===== Exercise text
The improvements in health care that we enjoy today are not simply the result of advances in medical science. They also reflect the mind-set and specialized knowledge that engineers bring to the table. As research under way at U.Va. shows, engineers are essential partners in reducing suffering around the world.

Better Bone Grafts

For Robert Amanfu (BME ’07), getting full value from his tuition means doing research. “The classroom is great,” he says, “but you cover existing knowledge. Research gives you the opportunity to have a part in discovering new knowledge.”

Amanfu is working in Edward Botchwey’s laboratory. Botchwey, an assistant professor of biomedical engineering, is studying the potential of using phospholipids to enhance the success of synthetic bone grafts. Researchers currently create bone grafts by injecting bone cells and growth-promoting proteins into a polymer scaffold. The problem is that the polymer creates an acidic environment, among other factors, that degrades the proteins. Phospholipids may prove to be an effective substitute.

Amanfu began his research career during his first year working in the corrosion laboratory in the Department of Materials Science and Engineering. “It was a great experience,” he recalls, “but I wanted a project closer to my own area of interest.” Amanfu met with Thomas Skalak, the chair of the Department of Biomedical Engineering, and secured a place in his laboratory. Botchwey approached him in spring 2006 and recruited him for his project.

“It’s not difficult finding a research opportunity in the Engineering School if you’re enthusiastic,” Amanfu says. “Faculty members are very receptive to undergraduates. They are sympathetic to the student perspective, and they understand why students want to do research.”

The Healing Power of Fat

Peter Stapor (BME ’08) approached his work in Shayn Peirce-Cottler’s laboratory as an apprenticeship. Over the course of a year, he moved from sterilizing Petri dishes to serving as a full-fledged lab technician. He learned how to harvest tissue from rats and stain it as part of an experiment to track the ability of adipose stromal cells (ASCs) from fat tissue to generate blood vessel growth.

Last summer, he took part in a study to develop a way to spray ASCs on chronic wounds, like bedsores, to promote healing. “I was trying to figure out the optimum distribution of the spray to ensure cell survival,” he says.
==========
===== Data listing
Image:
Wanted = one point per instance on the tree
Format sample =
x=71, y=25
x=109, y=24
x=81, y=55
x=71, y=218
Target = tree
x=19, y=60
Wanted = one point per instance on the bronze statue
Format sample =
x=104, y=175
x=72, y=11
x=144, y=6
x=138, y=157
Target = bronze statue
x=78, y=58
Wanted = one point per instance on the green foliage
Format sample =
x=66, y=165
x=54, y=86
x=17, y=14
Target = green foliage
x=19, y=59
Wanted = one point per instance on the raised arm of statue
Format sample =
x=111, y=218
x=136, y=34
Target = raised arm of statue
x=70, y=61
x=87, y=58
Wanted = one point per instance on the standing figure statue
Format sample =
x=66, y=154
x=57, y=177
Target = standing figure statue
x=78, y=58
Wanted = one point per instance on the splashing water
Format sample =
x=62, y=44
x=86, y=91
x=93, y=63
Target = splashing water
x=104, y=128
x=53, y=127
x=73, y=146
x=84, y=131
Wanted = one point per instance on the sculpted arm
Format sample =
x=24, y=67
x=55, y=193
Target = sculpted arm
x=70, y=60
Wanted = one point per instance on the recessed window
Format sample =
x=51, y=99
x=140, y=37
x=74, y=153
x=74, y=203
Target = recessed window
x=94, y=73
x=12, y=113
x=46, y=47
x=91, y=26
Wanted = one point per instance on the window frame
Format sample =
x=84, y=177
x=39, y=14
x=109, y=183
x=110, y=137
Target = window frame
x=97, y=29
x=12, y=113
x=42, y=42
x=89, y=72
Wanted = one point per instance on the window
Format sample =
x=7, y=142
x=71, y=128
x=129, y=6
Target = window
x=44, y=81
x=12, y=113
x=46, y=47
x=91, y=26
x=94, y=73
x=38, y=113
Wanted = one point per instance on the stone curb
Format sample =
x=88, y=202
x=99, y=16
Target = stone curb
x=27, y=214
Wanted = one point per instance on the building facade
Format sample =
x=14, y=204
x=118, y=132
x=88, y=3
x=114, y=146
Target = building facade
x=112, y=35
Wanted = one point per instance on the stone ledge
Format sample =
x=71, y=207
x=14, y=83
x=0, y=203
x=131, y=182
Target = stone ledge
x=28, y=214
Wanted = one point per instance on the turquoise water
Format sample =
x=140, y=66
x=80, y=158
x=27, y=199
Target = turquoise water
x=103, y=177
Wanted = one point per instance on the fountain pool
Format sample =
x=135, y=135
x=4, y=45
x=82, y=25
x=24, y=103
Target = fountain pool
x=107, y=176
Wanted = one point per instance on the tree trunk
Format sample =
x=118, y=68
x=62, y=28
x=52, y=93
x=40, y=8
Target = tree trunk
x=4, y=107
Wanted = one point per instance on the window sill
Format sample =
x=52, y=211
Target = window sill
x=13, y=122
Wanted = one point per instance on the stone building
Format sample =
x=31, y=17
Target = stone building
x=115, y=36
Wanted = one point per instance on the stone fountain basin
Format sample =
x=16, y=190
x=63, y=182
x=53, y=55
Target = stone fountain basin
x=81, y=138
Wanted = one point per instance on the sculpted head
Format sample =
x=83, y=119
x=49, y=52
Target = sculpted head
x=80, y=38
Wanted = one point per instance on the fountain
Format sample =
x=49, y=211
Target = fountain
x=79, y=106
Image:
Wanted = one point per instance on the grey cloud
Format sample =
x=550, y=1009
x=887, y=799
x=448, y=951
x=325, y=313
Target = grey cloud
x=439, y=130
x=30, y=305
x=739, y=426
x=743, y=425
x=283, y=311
==========
**Work task 1**
Answer these questions using the text on engineering in health care:
(a) Who chairs the Department of Biomedical Engineering?
(b) In which laboratory did Amanfu work during his first year?
(c) Which chronic wound is named as an example for the ASC spray?
**Work task 2**
Decide whether each statement agrees with the text on engineering in health care. Answer yes or no and quote the words that settle it.
(a) Botchwey recruited Amanfu for his project in spring 2006.
(b) Stapor served as a full-fledged lab technician from his first day in the laboratory.
(c) The polymer scaffold creates an acidic environment that degrades the proteins.
**Work task 3**
Recast the paragraph of the text on engineering in health care that begins "Amanfu is working in Edward Botchwey's laboratory" as a bulleted list that keeps its main facts.
The data were taken from a source other than the text on engineering in health care.

**Response area 1**
(a) Thomas Skalak
(b) The corrosion laboratory in the Department of Materials Science and Engineering
(c) Bedsores

**Response area 2**
(a) Yes: "Botchwey approached him in spring 2006 and recruited him for his project."
(b) No: "Over the course of a year, he moved from sterilizing Petri dishes to serving as a full-fledged lab technician."
(c) Yes: "The problem is that the polymer creates an acidic environment, among other factors, that degrades the proteins."

**Response area 3**
- Amanfu works in the laboratory of Edward Botchwey, an assistant professor of biomedical engineering.
- Botchwey is studying whether phospholipids can make synthetic bone grafts more successful.
- Bone grafts are currently made by injecting bone cells and growth-promoting proteins into a polymer scaffold.
- Among other factors, the polymer creates an acidic environment that degrades the proteins.
- Phospholipids may prove to be an effective substitute.